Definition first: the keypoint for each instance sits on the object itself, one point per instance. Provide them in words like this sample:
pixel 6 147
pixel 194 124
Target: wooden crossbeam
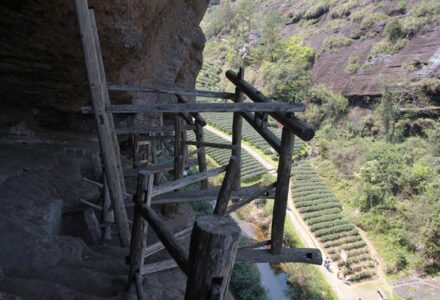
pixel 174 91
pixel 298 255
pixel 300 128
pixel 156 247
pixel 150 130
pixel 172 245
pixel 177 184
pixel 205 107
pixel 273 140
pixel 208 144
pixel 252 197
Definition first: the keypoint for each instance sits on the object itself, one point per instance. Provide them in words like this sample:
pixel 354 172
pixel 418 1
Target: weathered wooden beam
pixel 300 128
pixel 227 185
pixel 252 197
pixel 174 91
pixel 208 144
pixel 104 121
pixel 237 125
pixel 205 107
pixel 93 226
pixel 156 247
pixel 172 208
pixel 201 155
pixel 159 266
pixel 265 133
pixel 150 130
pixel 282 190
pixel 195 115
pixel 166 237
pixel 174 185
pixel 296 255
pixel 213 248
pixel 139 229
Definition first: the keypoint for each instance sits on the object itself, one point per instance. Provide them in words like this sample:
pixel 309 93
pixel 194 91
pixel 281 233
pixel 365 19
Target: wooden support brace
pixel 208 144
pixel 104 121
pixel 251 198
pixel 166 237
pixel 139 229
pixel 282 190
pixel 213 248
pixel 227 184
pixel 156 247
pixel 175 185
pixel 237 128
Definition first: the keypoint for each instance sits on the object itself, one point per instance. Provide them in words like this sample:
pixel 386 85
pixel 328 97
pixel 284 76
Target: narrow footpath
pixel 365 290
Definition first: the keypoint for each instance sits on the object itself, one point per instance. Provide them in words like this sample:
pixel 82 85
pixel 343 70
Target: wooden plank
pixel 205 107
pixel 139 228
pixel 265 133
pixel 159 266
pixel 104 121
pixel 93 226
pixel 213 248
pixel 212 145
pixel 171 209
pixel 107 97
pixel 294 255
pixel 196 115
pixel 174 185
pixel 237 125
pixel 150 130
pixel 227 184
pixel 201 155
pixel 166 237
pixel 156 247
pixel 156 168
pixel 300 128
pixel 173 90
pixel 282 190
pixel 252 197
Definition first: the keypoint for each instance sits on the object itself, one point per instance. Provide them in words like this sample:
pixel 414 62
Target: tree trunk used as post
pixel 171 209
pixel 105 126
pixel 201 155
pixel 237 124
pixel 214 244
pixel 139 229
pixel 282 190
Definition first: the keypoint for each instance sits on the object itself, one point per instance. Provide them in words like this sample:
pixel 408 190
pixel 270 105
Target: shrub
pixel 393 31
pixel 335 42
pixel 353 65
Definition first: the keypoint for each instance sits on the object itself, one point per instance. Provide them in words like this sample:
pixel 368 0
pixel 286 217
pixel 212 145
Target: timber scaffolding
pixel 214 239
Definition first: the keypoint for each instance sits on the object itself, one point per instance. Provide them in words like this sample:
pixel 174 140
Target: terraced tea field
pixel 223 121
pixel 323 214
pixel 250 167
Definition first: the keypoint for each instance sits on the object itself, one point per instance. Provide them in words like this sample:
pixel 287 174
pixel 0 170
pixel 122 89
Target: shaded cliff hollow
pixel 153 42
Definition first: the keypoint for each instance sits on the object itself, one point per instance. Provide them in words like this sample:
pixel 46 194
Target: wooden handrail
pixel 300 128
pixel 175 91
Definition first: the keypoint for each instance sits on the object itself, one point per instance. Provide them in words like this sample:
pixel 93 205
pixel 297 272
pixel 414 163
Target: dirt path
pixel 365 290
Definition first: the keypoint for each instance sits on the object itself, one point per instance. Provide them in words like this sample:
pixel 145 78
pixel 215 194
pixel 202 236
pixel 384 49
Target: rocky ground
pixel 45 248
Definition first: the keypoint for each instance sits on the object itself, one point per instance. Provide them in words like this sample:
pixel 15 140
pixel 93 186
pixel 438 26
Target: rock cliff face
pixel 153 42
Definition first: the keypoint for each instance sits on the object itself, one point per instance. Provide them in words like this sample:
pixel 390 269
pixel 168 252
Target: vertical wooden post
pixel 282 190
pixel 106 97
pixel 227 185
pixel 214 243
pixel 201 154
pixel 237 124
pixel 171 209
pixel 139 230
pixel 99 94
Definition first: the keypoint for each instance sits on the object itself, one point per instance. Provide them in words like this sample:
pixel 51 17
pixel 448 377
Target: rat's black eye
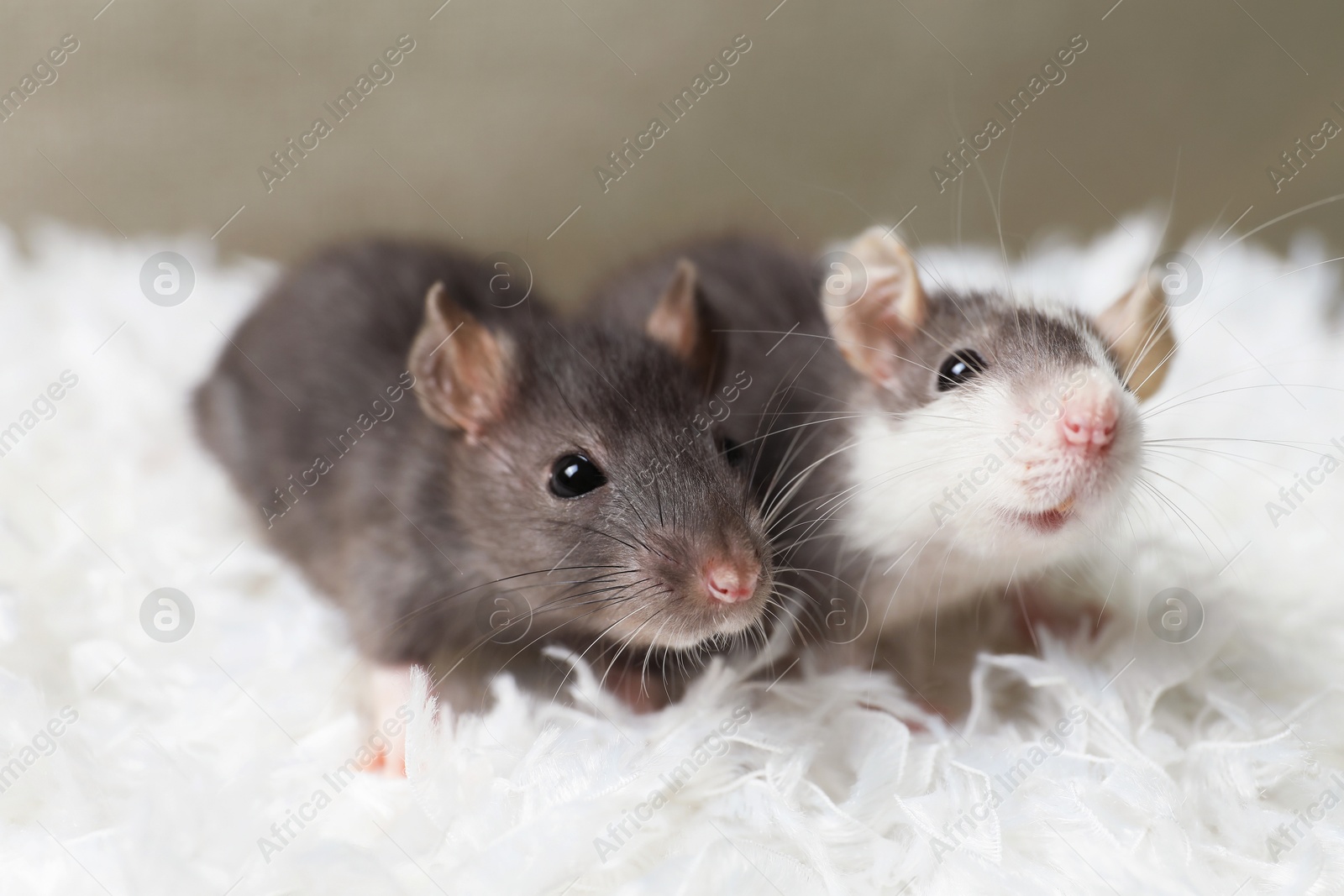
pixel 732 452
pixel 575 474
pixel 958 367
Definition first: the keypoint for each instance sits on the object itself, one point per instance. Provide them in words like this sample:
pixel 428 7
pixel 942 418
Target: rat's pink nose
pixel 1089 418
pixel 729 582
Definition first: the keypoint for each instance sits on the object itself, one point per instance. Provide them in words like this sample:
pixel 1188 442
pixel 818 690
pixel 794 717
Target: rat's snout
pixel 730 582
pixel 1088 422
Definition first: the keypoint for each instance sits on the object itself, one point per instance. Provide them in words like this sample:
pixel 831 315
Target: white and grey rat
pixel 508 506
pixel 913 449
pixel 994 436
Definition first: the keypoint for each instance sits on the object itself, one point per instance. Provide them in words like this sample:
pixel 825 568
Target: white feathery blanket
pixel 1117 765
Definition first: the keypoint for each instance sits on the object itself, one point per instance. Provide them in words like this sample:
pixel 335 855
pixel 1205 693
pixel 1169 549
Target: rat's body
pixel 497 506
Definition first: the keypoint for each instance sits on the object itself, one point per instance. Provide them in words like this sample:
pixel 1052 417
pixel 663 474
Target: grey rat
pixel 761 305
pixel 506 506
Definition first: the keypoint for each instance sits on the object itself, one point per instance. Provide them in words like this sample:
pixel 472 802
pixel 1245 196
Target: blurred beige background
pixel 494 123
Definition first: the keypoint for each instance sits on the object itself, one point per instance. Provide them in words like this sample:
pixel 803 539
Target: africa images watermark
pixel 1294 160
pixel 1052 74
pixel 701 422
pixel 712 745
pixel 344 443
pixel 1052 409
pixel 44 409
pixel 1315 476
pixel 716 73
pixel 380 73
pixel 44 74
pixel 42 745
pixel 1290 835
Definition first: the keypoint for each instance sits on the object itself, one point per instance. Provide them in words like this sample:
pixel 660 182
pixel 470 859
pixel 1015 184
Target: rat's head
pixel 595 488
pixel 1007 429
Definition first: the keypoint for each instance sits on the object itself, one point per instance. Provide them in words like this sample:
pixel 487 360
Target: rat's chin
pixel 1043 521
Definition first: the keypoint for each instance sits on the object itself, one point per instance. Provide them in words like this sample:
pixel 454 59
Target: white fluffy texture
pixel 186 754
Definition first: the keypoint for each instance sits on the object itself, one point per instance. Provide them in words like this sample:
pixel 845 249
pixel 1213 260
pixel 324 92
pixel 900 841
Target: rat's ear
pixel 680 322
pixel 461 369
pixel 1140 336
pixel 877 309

_Exercise objective:_ Wherever a picture appears in the records above, leave it out and transcribe everything else exactly.

_Output:_
Definition first: the keypoint for each instance sits on the object itself, one point per instance. Provide them in words like this sample:
pixel 6 147
pixel 194 124
Target: wooden crossbeam
pixel 174 91
pixel 298 255
pixel 300 128
pixel 156 247
pixel 150 130
pixel 172 245
pixel 177 184
pixel 205 107
pixel 273 140
pixel 208 144
pixel 252 197
Definition first: the keypoint for each instance sits on the object itself, one point per instance. Provide them in words like this sample:
pixel 354 172
pixel 418 1
Target: weathered wooden beam
pixel 300 128
pixel 227 185
pixel 252 197
pixel 174 91
pixel 208 144
pixel 104 121
pixel 237 125
pixel 205 107
pixel 93 226
pixel 156 247
pixel 172 208
pixel 201 155
pixel 159 266
pixel 265 133
pixel 150 130
pixel 282 190
pixel 195 115
pixel 166 237
pixel 174 185
pixel 296 255
pixel 213 248
pixel 139 229
Definition first: the keypoint for each instance sits on the object itself, one point per instance. Provide them in words like this sample:
pixel 309 93
pixel 194 91
pixel 281 233
pixel 365 19
Target: wooden support brace
pixel 208 144
pixel 104 121
pixel 251 198
pixel 166 237
pixel 139 229
pixel 282 190
pixel 213 248
pixel 227 184
pixel 156 247
pixel 175 185
pixel 237 128
Definition first: the keypoint for each instance sits on the object itself, one point per instance. Provide them in words like this sample:
pixel 386 85
pixel 328 97
pixel 284 76
Target: narrow footpath
pixel 365 290
Definition first: the keypoint for each instance sits on the object itself, one point per instance. Provide them in words like this sample:
pixel 82 85
pixel 343 70
Target: wooden plank
pixel 205 107
pixel 139 228
pixel 265 133
pixel 159 266
pixel 104 121
pixel 93 226
pixel 213 248
pixel 212 145
pixel 171 209
pixel 107 97
pixel 294 255
pixel 196 115
pixel 174 185
pixel 237 125
pixel 150 130
pixel 227 184
pixel 201 155
pixel 166 237
pixel 156 247
pixel 156 168
pixel 300 128
pixel 173 90
pixel 282 190
pixel 252 197
Definition first: the keypoint for each instance sits on the object itself, one point per instance. Provide them in words like this sample:
pixel 414 62
Target: tree trunk used as post
pixel 171 209
pixel 105 126
pixel 201 155
pixel 237 124
pixel 214 244
pixel 139 229
pixel 282 190
Definition first: the keypoint for each instance sits on the object itself, one point per instance. Provide them in words like this sample:
pixel 408 190
pixel 270 105
Target: shrub
pixel 393 31
pixel 335 42
pixel 353 65
Definition first: the keypoint for each instance sits on the object itself, one point per instance. Provide them in words like this sample:
pixel 368 0
pixel 286 217
pixel 212 145
Target: timber scaffolding
pixel 214 239
Definition first: the keypoint for each instance sits on the object itself, one point per instance. Provide them in words like this sample:
pixel 174 140
Target: terraced tea field
pixel 223 121
pixel 323 214
pixel 250 167
Definition first: the keypoint for each instance sits on the object itself, one point per instance. Provide them in words like this sample:
pixel 287 174
pixel 0 170
pixel 122 89
Target: shaded cliff hollow
pixel 153 42
Definition first: the keypoint for each instance sits on the object itself, one point per instance. Provide them in words like this sample:
pixel 46 194
Target: wooden handrail
pixel 300 128
pixel 175 91
Definition first: the keypoint for each instance sits on the object itself, one point per instance. Provide them in words like this sample:
pixel 93 205
pixel 297 272
pixel 414 163
Target: dirt path
pixel 365 290
Definition first: the keypoint for each instance sits on the object itself, one point per instance. Provide them in words like this sample:
pixel 145 78
pixel 215 194
pixel 202 236
pixel 384 49
Target: rocky ground
pixel 45 248
Definition first: the keypoint for each instance sits on the object itself, one point per instance. Provide them in words like this sample:
pixel 15 140
pixel 93 186
pixel 438 26
Target: rock cliff face
pixel 153 42
Definition first: the keypoint for each instance sits on the object itself, one point per instance. Provide them in words like this sample:
pixel 390 269
pixel 168 252
Target: vertical wooden post
pixel 282 190
pixel 106 97
pixel 227 185
pixel 214 243
pixel 201 154
pixel 237 124
pixel 171 209
pixel 139 230
pixel 99 94
Definition first: the keypoint for each instance sits on the object itself, one point per instance. Provide them in words like this sample:
pixel 51 17
pixel 448 377
Target: rat's black eye
pixel 732 452
pixel 575 474
pixel 958 367
Definition first: the keypoint for each instance sits on the object itself, one point per instance. Provide them in words like this sample:
pixel 428 7
pixel 942 418
Target: rat's pink nose
pixel 1089 418
pixel 729 582
Definition first: the keypoint for each instance sits on the object itself, one point per instance. Provide them in words like this sample:
pixel 1188 442
pixel 818 690
pixel 794 717
Target: rat's snout
pixel 730 582
pixel 1088 422
Definition first: the keypoint for each instance sits on the object itself, one point per instance. Provide them in words like this sample:
pixel 831 315
Target: white and grey rat
pixel 508 506
pixel 913 449
pixel 994 436
Definition first: the keypoint for each instance sits on the object itself, one point per instance. Provide them in words like this sample:
pixel 825 568
Target: white feathery blanket
pixel 1117 765
Definition first: the keypoint for each instance sits on the object itself, one point per instance. Provide them in words like this sample:
pixel 335 855
pixel 1205 693
pixel 1169 549
Target: rat's body
pixel 497 506
Definition first: the keypoint for each instance sits on the object itself, one point per instance. Provide them in words like this sample:
pixel 1052 417
pixel 663 474
Target: grey rat
pixel 761 305
pixel 506 506
Definition first: the keypoint for each instance sits on the object itself, one point per instance. Provide them in words like this sample:
pixel 472 802
pixel 1245 196
Target: blurred beige background
pixel 494 123
Definition first: the keypoint for each instance sits on the object itself, one point per instance. Provide them in words like this sample:
pixel 803 539
Target: africa images watermark
pixel 1294 160
pixel 1052 74
pixel 701 422
pixel 712 745
pixel 344 443
pixel 1052 409
pixel 44 409
pixel 1315 476
pixel 716 73
pixel 380 73
pixel 44 74
pixel 42 745
pixel 1290 835
Definition first: the keypoint for each instance sits on the object itself, one point per instance. Provide them in words like this sample:
pixel 660 182
pixel 470 859
pixel 1015 184
Target: rat's head
pixel 595 488
pixel 1007 429
Definition first: the keypoint for each instance sits on the object itself, one point per instance. Provide them in words like this sample:
pixel 487 360
Target: rat's chin
pixel 1043 521
Definition first: the keypoint for each instance sits on the object itself, one point per instance. Provide them in words like this sample:
pixel 454 59
Target: white fluffy texture
pixel 186 754
Definition first: the keypoint for each instance sits on the object itself, one point per instance. Provide them in words like this sample:
pixel 845 249
pixel 1213 260
pixel 324 92
pixel 900 841
Target: rat's ear
pixel 680 322
pixel 461 369
pixel 1140 336
pixel 877 309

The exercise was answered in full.